▶ Provided data:
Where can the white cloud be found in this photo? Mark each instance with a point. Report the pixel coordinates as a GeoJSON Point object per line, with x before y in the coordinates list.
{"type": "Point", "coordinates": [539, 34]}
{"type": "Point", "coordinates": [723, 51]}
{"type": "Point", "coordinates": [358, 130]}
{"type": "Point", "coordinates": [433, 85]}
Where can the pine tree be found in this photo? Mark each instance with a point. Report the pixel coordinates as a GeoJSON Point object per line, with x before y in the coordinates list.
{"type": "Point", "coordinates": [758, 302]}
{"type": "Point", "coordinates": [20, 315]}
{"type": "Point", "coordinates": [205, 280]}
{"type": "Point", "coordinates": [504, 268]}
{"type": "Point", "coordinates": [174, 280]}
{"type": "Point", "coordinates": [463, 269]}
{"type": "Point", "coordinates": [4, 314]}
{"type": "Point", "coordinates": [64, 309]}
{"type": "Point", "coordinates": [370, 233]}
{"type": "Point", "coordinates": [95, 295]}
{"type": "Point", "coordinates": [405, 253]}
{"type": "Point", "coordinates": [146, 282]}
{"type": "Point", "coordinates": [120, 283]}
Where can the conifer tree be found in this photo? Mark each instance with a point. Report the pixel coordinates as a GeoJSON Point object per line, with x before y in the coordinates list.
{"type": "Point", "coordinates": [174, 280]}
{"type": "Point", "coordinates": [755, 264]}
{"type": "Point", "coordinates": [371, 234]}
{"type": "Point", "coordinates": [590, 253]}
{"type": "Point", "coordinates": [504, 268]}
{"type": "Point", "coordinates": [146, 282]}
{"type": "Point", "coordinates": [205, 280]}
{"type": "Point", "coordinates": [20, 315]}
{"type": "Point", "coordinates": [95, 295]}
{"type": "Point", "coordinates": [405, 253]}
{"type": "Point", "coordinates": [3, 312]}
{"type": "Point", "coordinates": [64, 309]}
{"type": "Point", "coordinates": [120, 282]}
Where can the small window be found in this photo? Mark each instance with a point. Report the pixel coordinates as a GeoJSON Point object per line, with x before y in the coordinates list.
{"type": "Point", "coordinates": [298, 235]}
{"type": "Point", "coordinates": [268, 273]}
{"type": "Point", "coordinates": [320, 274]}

▶ Exercise:
An exact retyping of every line in the records is needed.

▶ Solved exercise:
Where can the white cloud be found in this photo? Mark each instance with a point. Report the pixel coordinates as a GeoJSON Point object per line, with x before y in the coordinates list.
{"type": "Point", "coordinates": [539, 34]}
{"type": "Point", "coordinates": [723, 51]}
{"type": "Point", "coordinates": [358, 130]}
{"type": "Point", "coordinates": [433, 85]}
Where can the pine tree be found in this photo? Mark each instance with a point. Report the pixel coordinates as a GeoJSON Point object per line, with x before y in the coordinates list.
{"type": "Point", "coordinates": [758, 302]}
{"type": "Point", "coordinates": [20, 315]}
{"type": "Point", "coordinates": [205, 280]}
{"type": "Point", "coordinates": [504, 268]}
{"type": "Point", "coordinates": [174, 280]}
{"type": "Point", "coordinates": [463, 269]}
{"type": "Point", "coordinates": [4, 314]}
{"type": "Point", "coordinates": [64, 309]}
{"type": "Point", "coordinates": [370, 233]}
{"type": "Point", "coordinates": [95, 295]}
{"type": "Point", "coordinates": [405, 253]}
{"type": "Point", "coordinates": [146, 282]}
{"type": "Point", "coordinates": [120, 283]}
Where can the conifer tree be found in this photo? Mark each instance with a point. Report the pixel coordinates as a GeoJSON Point object per line, with x before y in the coordinates list.
{"type": "Point", "coordinates": [174, 280]}
{"type": "Point", "coordinates": [755, 264]}
{"type": "Point", "coordinates": [371, 234]}
{"type": "Point", "coordinates": [590, 253]}
{"type": "Point", "coordinates": [504, 268]}
{"type": "Point", "coordinates": [146, 282]}
{"type": "Point", "coordinates": [205, 280]}
{"type": "Point", "coordinates": [20, 315]}
{"type": "Point", "coordinates": [95, 295]}
{"type": "Point", "coordinates": [405, 253]}
{"type": "Point", "coordinates": [3, 312]}
{"type": "Point", "coordinates": [64, 309]}
{"type": "Point", "coordinates": [120, 282]}
Where can the small window be found in this photo? Mark each instance with a point. Report the pixel coordinates as a GeoJSON Point object per line, with x before y in the coordinates list.
{"type": "Point", "coordinates": [298, 235]}
{"type": "Point", "coordinates": [268, 273]}
{"type": "Point", "coordinates": [320, 274]}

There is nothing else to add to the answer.